What is expected => Copy the data as given. No line may be skipped.

####

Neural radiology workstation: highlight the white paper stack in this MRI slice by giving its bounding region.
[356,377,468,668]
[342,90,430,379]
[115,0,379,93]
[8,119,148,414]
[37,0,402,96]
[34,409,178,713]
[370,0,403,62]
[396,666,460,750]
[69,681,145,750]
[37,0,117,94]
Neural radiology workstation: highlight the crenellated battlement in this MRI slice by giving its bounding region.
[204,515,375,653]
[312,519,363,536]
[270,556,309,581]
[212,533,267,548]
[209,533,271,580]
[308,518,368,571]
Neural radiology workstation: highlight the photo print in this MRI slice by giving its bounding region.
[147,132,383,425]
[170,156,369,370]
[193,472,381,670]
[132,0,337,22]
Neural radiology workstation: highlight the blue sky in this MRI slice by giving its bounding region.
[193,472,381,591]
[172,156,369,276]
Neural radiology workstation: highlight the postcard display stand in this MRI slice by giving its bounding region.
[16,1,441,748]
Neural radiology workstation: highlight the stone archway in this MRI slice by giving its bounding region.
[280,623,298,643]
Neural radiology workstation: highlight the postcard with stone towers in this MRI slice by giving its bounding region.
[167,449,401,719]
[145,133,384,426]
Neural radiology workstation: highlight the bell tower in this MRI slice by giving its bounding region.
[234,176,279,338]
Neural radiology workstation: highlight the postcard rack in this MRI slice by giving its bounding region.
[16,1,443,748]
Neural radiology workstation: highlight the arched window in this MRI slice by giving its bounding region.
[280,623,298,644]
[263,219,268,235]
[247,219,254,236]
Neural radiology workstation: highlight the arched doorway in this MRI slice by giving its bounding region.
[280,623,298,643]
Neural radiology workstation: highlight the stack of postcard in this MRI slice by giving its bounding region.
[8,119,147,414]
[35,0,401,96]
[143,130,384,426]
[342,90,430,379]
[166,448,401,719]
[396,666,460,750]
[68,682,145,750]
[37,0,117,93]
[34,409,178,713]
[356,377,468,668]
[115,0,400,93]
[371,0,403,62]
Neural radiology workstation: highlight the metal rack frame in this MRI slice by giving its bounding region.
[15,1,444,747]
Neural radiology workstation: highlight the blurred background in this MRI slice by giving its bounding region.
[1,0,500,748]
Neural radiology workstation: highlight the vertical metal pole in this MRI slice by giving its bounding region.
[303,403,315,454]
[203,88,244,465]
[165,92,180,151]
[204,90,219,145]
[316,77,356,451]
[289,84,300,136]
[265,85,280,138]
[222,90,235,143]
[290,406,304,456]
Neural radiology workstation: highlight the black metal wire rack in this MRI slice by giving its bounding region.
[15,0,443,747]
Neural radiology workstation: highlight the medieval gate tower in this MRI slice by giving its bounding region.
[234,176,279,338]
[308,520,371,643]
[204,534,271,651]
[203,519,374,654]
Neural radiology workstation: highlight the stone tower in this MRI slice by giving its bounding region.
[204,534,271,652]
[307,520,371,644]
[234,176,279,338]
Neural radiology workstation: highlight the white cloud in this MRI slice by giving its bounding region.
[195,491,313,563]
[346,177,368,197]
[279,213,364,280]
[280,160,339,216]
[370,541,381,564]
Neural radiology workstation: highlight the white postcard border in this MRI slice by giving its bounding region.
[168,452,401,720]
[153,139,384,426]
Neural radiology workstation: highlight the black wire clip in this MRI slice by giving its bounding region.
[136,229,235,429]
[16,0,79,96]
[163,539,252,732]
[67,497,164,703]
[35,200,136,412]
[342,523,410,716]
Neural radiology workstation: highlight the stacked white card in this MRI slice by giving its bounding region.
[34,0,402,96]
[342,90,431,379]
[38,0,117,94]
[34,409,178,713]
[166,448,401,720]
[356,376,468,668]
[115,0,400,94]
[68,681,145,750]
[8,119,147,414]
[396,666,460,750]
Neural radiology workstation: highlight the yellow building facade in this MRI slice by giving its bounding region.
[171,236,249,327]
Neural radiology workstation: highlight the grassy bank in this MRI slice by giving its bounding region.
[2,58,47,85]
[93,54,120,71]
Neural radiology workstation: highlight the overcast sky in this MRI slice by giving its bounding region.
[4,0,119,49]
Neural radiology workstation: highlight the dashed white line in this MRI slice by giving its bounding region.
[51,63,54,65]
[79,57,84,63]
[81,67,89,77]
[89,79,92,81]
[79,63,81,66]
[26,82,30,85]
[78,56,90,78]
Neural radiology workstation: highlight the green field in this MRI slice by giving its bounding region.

####

Exercise answer =>
Neural radiology workstation: highlight the white paper stack in this MRI slice by giving its bounding region.
[356,377,468,668]
[342,90,430,379]
[115,0,379,93]
[8,119,148,414]
[37,0,402,96]
[34,409,178,713]
[370,0,403,62]
[396,666,460,750]
[69,681,145,750]
[37,0,117,94]
Neural radiology workstation: highlight the crenellated battlement in this MRI slice by giving its bounding region.
[204,515,375,653]
[312,519,363,536]
[270,556,309,581]
[212,533,267,548]
[209,533,271,580]
[308,518,368,571]
Neural radiology workstation: highlight the photo print in this MRI slice by giving its bounding region.
[147,132,383,425]
[170,156,369,370]
[193,472,381,670]
[132,0,337,22]
Neural radiology workstation: highlight the blue sky in this MRI slice by giving its bounding region.
[193,472,381,591]
[172,156,369,276]
Neural radiology workstation: highlight the postcard display stand in this MRI slice by giving its bounding region.
[16,1,441,748]
Neural radiology workstation: highlight the stone archway in this MRI slice by giving its bounding region.
[280,623,298,643]
Neural radiology workstation: highlight the postcard with stone towers in this MRI slice by giving its bounding region.
[167,449,401,719]
[145,133,384,426]
Neural radiology workstation: highlight the bell tower in this MRI slice by giving its bounding region.
[234,176,279,338]
Neural radiology workstation: highlight the postcard rack in this MRI slice by giving its bounding region.
[16,1,443,748]
Neural radiology workstation: highlight the arched window in this MRI slice by giving its bounding region.
[280,623,298,644]
[263,219,268,235]
[247,219,254,236]
Neural radiology workstation: highlight the arched doorway in this MRI slice by giving its bounding region.
[280,623,298,643]
Neural radiology workstation: highlight the stack of postcard in this MRI slice by giving its bounding region.
[8,119,147,414]
[35,0,401,96]
[143,130,384,426]
[342,90,430,379]
[166,448,401,719]
[396,666,460,750]
[68,682,145,750]
[37,0,117,93]
[34,409,178,713]
[356,377,468,668]
[115,0,400,93]
[371,0,403,62]
Neural radiology workstation: highlight the metal rack frame in this MRI slice by giving its bounding region.
[15,1,444,747]
Neural radiology workstation: highlight the blurred background in this MRI slice by giving its bounding region.
[1,0,500,748]
Neural radiology workstation: highlight the vertical metal pole in this MRI slice by giving its bounding region.
[303,403,315,454]
[203,88,244,465]
[165,92,180,151]
[204,90,219,145]
[316,77,356,451]
[289,84,300,136]
[265,85,280,138]
[222,90,235,143]
[290,406,304,456]
Neural radiology workstation: highlight the black metal wire rack in this MRI slice by giving its bounding region.
[15,0,443,747]
Neural radiology workstation: highlight the medieval gate tower in this MRI slice by giving its bounding region.
[234,176,279,338]
[308,520,371,643]
[204,534,271,651]
[203,519,374,654]
Neural radiology workstation: highlight the stone tower in this MRI slice by giving its bounding region.
[204,534,271,652]
[307,520,371,644]
[234,176,279,338]
Neural radiology workstation: highlight the white cloud in this MRI slice by giving its bounding region.
[195,491,313,563]
[346,177,368,197]
[279,213,364,280]
[280,160,339,216]
[370,541,381,564]
Neural radiology workstation: highlight the white postcard border in this MRI slice by giving its bounding region.
[168,452,401,720]
[153,139,384,426]
Neural radiology workstation: highlight the black wire clip in this MRI slice by giving its bounding region.
[136,229,235,429]
[16,0,79,96]
[163,539,252,732]
[67,497,164,703]
[35,200,136,412]
[342,523,410,716]
Neural radiology workstation: highlight the stacked white card in this MRI slice by giving its bounding region.
[34,0,402,96]
[342,90,431,379]
[38,0,117,94]
[34,409,178,713]
[166,448,401,720]
[356,376,468,668]
[115,0,400,94]
[68,681,145,750]
[8,119,147,414]
[396,666,460,750]
Neural radiology workstation: highlight the yellow building facade in this MRI slice by giving its bounding region.
[171,236,249,327]
Neural radiology workstation: highlight the grassy bank in this MRI slice by giving its bounding region.
[2,58,47,85]
[93,54,120,71]
Neural radiology workstation: highlight the overcast sky in this MRI slice by giving its bounding region.
[4,0,119,49]
Neural radiology workstation: highlight the dashed white line in this MRI slice by giving its bounding region.
[51,63,54,65]
[79,57,84,63]
[81,67,89,77]
[89,79,92,81]
[79,63,81,66]
[26,82,30,85]
[78,56,90,78]
Neural radiology workstation: highlight the green field in this MRI slice by giving its bounding region.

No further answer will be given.